→ What you will do
Show each line of the data that contains the string "grass".

(Boundary labeling data)
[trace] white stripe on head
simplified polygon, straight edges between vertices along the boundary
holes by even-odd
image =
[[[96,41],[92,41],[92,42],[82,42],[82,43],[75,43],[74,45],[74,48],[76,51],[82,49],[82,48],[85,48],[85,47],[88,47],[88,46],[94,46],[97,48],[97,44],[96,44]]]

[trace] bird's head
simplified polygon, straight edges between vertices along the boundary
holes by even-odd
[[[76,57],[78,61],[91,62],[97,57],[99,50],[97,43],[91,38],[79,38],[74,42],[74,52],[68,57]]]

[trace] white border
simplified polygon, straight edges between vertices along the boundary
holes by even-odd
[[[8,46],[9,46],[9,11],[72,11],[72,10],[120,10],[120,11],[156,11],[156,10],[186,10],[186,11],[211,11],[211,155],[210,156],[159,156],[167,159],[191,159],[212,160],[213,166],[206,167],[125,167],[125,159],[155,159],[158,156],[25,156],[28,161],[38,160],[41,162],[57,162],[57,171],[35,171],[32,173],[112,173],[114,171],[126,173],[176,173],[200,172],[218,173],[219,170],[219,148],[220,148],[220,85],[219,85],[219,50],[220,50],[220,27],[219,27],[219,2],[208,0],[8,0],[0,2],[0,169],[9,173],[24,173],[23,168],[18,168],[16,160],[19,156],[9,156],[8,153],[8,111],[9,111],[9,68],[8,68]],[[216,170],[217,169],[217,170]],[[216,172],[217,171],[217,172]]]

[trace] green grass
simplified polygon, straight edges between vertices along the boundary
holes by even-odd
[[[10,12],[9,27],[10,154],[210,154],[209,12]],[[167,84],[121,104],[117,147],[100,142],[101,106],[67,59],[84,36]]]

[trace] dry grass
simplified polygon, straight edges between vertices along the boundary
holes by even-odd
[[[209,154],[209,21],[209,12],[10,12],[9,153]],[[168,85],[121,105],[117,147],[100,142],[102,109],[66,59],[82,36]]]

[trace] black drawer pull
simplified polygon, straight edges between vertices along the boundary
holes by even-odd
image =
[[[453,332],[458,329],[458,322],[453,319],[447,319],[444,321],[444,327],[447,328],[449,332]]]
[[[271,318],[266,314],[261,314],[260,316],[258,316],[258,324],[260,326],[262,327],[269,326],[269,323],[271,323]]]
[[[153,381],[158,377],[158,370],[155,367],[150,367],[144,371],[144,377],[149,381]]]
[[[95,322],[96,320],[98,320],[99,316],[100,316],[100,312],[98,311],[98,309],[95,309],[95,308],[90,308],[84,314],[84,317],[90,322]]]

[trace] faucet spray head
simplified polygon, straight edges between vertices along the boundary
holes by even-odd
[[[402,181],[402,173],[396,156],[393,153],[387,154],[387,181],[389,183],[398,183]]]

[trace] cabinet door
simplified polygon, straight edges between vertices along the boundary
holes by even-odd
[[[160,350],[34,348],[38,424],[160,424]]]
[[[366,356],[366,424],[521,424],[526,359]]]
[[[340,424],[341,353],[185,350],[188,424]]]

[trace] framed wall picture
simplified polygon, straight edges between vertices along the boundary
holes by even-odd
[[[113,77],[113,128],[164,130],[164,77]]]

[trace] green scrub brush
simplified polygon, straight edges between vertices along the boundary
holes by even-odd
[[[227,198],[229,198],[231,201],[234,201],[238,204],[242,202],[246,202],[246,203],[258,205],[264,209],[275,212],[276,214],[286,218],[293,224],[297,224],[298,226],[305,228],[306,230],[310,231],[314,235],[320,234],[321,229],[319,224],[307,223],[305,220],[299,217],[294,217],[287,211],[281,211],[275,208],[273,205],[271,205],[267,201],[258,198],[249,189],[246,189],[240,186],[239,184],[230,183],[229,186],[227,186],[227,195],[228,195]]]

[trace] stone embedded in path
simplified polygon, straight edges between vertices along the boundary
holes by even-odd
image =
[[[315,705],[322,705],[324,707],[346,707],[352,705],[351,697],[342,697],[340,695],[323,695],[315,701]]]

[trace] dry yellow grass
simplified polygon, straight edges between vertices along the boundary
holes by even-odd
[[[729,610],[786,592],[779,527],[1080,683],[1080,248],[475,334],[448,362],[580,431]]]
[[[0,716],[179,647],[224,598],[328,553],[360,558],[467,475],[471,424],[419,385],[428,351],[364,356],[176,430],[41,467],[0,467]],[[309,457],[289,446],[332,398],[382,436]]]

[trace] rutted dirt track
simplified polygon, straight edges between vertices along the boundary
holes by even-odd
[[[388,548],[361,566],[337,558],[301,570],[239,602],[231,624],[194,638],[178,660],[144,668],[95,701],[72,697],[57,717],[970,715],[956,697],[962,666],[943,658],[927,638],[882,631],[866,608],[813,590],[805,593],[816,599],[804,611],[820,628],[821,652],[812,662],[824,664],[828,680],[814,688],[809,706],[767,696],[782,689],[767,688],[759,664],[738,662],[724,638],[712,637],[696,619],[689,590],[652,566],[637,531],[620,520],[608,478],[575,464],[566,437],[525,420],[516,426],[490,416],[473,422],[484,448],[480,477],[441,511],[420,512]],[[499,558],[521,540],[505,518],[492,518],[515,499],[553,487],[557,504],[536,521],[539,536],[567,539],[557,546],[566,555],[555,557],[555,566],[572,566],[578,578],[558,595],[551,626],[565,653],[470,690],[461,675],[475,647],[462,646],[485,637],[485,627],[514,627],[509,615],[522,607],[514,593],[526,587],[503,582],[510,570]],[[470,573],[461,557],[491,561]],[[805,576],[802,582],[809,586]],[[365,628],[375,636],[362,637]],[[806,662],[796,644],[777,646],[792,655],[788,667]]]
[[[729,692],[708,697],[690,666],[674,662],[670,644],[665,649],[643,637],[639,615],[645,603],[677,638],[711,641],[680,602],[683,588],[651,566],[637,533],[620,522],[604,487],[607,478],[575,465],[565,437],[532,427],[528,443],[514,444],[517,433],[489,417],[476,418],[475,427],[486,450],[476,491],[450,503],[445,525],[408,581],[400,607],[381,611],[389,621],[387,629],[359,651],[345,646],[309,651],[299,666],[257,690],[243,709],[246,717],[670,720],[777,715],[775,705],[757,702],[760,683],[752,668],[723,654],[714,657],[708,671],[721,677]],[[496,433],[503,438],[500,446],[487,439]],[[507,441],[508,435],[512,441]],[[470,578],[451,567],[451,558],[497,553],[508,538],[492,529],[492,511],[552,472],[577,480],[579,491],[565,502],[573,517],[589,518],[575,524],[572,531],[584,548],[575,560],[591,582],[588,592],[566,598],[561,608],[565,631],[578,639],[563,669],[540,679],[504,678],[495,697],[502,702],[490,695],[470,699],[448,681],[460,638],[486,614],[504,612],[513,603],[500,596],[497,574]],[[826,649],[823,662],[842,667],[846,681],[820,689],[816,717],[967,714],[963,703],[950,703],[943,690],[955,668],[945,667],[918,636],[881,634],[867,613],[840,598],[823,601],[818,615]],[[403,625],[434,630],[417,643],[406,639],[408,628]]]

→ Answer to this exercise
[trace] green grass
[trace] dry grass
[trace] dry yellow grass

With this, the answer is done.